* **練習問題 1**
下のページ抜粋によると、中華料理店のABC分析でAグループに該当したメニューはいくつでしたか。
* **練習問題 2**
次の(a)~(c)がページ抜粋の内容と一致するかどうか、それぞれ「はい」か「いいえ」で答え、判断の根拠となる本文の語句をそのまま引用してください。
(a) このお店ではPOSレジを使っていた。
(b) 分析には3か月分のデータが使われた。
(c) 真のCグループとして再定義されたのは30品目だった。

* **ページ抜粋**
::::::::::

「メニュー管理はどのように行っていますか?」とお尋ねすると「あまりやってません」とお答えになるお店が多いのではないでしょうか?前回お伝えしましたが、売上拡大につながるメニュー管理はお店にとって一番のポイントです。健康診断と同じで、悪いところを把握し、改善する大事な作業でもあるので面倒がらず定期的に実施しましょう。
◆町の中華屋さんのケース
前回に引き続き、私が関わった中華料理店を例にとり、説明したいと思います。
このお店では
・POSレジがなく、手書きの注文書とジャーナルによるレジ管理を実施
・お客様からの要望により徐々にメニューを追加し、93品目の料理メニューを用意
・それでいて何が売れていて、何が売れていないかは感覚でわかっている
という状況でした。
さすがに93品目もあることにはびっくりしました。「メニューが増えがち」「売れ筋・死に筋はだいたいわかっている(正確には把握できていない)」といった現状にそろそろ歯止めが必要な状態になっていました。
◆メニュー(売上)分析
売れ筋・死に筋はだいたいわかっているという店主に対し、現状を見える化するため、注文書とジャーナルから3か月分をサンプルデータとして加工し、「月平均売上金額・メニュー別ABC分析」を行いました。
ABC分析とは、売上貢献順にグループをA・B・Cの3つに分けたもので、
①Aグループ:累積売上割合70%までのメニュー(主力メニュー)
②Bグループ:同70~90%のメニュー(明日の担い手メニュー)
③Cグループ:同90~100%のメニュー(見直しが必要なメニュー)
このお店ではAグループが93品目中22のメニューが、Cグループは全体の約半数である47のメニューが該当しました。
なお、Cグループだからと言って即座に死に筋と判断しないことです。メニュー化して間もない料理であったり、将来A・Bグループに昇格する料理(シンデレラ)かもしれないからです。
このお店の場合は、常連客を取込んでおり、彼らを呼び込むきっかけとなっているのであればメニューとして残すことを提案しました。従って、それらを見える化するために月平均の販売数・売上金額も合わせて確認しました。
その結果、販売数(注文数)が月平均3回以下で売上に貢献しない23品目を真のCグループと再定義し、47品目からの絞込みを行いました。
◆メニュー管理の必要性
メニュー管理が必要とされるのは、
①原価の見直し(メニュー管理(絞込み)ができていないことにより、原価率が悪化するから)

::::::::::

* **提供情報**
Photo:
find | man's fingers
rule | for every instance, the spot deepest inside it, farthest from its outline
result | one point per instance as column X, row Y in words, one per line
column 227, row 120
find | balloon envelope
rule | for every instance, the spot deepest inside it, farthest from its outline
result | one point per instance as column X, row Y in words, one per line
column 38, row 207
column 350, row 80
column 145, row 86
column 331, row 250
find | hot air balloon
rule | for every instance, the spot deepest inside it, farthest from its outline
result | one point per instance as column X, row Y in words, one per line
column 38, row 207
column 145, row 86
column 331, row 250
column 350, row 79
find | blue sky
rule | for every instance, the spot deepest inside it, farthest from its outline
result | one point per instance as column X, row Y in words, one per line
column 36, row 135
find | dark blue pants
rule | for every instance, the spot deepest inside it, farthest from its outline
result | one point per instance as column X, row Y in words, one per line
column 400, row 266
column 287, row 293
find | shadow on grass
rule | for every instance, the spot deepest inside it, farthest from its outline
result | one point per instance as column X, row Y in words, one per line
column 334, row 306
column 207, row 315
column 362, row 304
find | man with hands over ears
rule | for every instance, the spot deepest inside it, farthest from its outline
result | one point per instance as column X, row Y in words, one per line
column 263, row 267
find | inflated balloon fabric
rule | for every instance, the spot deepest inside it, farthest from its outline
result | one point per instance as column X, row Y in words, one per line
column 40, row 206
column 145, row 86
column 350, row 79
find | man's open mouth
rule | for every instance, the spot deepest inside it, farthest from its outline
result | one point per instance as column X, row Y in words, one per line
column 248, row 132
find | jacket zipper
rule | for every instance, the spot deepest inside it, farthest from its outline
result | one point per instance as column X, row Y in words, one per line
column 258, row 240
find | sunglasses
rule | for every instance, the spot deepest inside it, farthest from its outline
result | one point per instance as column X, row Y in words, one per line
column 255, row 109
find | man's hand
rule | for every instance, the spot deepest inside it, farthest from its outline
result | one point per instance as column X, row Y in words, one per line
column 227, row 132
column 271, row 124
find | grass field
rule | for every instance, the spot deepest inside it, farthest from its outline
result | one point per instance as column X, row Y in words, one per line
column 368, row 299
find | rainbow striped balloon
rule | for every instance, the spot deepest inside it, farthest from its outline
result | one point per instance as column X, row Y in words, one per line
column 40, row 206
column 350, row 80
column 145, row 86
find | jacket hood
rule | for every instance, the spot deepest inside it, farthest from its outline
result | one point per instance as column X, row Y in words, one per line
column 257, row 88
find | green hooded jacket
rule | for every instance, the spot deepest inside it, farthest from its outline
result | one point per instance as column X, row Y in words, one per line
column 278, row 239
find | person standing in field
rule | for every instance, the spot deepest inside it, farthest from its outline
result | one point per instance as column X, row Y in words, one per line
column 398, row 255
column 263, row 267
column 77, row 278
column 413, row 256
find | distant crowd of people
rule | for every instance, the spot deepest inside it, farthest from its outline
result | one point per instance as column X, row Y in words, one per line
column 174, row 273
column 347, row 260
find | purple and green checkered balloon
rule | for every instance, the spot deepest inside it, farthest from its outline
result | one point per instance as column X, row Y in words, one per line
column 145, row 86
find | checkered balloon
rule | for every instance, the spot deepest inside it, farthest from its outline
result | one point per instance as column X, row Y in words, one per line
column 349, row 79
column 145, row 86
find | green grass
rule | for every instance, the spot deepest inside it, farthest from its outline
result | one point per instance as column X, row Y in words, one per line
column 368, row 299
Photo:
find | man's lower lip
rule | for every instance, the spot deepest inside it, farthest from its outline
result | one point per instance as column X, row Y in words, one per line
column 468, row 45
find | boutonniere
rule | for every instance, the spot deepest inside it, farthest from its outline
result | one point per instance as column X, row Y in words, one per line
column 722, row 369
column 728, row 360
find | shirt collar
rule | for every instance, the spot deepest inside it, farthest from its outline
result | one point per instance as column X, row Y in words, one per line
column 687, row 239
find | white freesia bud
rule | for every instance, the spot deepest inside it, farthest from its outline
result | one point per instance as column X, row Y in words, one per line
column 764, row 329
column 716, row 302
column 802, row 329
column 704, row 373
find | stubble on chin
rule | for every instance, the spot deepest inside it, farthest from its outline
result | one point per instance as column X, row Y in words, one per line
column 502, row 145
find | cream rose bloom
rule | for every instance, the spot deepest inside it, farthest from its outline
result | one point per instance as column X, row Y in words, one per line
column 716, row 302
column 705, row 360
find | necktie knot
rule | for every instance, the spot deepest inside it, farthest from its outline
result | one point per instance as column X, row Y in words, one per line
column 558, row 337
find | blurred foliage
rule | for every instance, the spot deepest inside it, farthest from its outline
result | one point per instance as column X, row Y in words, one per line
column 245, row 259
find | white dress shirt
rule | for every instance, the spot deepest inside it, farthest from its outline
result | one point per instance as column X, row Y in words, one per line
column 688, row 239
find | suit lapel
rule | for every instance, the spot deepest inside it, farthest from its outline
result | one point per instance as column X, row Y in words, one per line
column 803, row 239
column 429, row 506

::::::::::

* **解答例 1**
93品目中22のメニューです。

* **解答例 2**
(a) いいえ。「POSレジがなく、手書きの注文書とジャーナルによるレジ管理を実施」
(b) はい。「注文書とジャーナルから3か月分をサンプルデータとして加工し」
(c) いいえ。「販売数(注文数)が月平均3回以下で売上に貢献しない23品目を真のCグループと再定義し」